======== RECORDS SUPPLIED
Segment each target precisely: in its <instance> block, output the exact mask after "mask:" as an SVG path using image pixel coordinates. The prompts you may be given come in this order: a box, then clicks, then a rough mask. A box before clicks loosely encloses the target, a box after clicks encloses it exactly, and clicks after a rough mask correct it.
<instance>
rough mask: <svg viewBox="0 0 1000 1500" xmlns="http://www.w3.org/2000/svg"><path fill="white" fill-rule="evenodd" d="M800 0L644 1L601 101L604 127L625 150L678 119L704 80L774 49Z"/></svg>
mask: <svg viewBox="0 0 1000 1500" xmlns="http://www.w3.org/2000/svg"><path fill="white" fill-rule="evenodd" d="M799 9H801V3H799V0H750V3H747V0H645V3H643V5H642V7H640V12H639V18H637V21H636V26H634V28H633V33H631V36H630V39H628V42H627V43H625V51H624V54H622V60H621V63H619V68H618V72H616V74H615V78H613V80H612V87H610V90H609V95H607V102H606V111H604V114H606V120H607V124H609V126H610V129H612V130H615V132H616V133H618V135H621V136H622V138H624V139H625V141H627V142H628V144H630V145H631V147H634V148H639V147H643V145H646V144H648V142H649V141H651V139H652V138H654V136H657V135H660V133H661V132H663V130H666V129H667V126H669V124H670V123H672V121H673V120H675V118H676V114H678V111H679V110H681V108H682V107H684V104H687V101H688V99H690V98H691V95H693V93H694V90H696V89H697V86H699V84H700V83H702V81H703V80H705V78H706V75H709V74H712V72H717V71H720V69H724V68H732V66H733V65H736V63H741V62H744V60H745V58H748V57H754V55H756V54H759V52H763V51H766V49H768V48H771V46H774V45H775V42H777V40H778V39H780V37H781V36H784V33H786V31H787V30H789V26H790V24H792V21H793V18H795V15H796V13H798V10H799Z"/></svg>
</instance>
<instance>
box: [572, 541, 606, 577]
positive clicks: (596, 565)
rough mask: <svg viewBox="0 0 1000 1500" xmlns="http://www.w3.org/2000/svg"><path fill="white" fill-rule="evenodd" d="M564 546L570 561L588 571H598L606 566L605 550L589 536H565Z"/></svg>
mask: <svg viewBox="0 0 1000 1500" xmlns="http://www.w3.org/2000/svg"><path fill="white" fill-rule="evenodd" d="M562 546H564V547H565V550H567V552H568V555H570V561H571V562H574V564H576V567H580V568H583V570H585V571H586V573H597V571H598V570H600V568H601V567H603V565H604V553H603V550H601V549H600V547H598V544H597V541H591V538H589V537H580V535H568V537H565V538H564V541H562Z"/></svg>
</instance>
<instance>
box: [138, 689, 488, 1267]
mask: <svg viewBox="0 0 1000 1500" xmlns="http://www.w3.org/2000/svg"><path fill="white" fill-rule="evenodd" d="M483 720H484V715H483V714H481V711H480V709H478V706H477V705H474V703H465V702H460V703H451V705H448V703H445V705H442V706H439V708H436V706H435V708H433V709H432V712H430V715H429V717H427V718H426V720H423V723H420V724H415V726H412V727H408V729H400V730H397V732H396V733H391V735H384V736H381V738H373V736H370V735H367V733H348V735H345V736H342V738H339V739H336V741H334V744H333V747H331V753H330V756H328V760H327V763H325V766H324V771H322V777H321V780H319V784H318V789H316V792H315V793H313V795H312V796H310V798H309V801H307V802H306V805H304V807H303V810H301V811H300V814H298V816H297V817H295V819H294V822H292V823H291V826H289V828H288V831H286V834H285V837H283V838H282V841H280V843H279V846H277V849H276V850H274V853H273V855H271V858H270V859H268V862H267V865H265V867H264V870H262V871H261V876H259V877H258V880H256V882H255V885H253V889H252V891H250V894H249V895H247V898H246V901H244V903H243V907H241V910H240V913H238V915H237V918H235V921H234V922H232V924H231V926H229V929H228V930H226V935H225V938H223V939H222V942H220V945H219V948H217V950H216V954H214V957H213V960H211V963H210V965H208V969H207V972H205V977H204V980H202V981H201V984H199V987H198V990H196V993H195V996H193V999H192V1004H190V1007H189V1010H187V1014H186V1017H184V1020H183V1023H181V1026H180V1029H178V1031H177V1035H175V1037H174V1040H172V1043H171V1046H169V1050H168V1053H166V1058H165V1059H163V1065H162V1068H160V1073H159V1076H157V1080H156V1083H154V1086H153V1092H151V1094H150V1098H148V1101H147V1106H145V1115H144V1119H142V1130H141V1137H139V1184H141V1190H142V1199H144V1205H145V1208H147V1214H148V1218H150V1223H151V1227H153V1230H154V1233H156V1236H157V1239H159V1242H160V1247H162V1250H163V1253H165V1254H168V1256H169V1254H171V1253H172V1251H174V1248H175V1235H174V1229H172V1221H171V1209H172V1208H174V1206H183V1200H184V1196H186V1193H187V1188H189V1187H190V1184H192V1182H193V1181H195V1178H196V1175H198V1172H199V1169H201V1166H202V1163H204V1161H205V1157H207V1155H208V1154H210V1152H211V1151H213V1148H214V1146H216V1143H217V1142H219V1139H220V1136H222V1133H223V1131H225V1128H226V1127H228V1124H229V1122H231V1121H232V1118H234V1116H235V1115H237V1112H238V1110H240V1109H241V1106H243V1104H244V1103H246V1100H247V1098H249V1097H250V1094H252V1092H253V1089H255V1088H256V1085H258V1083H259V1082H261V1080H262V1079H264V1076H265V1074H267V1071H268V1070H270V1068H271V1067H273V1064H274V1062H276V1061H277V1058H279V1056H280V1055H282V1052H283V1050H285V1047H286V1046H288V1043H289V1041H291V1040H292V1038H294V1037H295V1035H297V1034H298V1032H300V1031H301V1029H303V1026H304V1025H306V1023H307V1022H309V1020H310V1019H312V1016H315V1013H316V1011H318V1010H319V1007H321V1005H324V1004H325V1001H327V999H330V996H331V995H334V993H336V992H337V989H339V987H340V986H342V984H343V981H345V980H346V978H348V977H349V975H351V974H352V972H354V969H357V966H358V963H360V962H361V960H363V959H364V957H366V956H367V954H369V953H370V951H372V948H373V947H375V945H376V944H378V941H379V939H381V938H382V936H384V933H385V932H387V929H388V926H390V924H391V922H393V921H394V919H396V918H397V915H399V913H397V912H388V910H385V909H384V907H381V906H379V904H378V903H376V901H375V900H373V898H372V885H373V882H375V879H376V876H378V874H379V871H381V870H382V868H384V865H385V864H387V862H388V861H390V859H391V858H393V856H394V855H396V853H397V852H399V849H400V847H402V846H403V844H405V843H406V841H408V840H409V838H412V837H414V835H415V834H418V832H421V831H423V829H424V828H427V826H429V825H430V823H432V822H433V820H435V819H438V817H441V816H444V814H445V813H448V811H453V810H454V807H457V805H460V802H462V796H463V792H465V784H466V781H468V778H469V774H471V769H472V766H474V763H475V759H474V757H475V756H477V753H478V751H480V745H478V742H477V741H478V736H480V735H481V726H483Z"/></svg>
================
Pick out and copy every line in the entries above that contains the string "clicks", matching case exactly.

Segment each target precisely: in its <instance> block, output the exact mask after "mask:" as an SVG path using image pixel coordinates. The prompts you may be given come in this order: a box, then clicks, then a rough mask. A box before clicks loosely encloses the target, a box after clicks encloses it exactly, and clicks after a rough mask correct it.
positive clicks: (596, 565)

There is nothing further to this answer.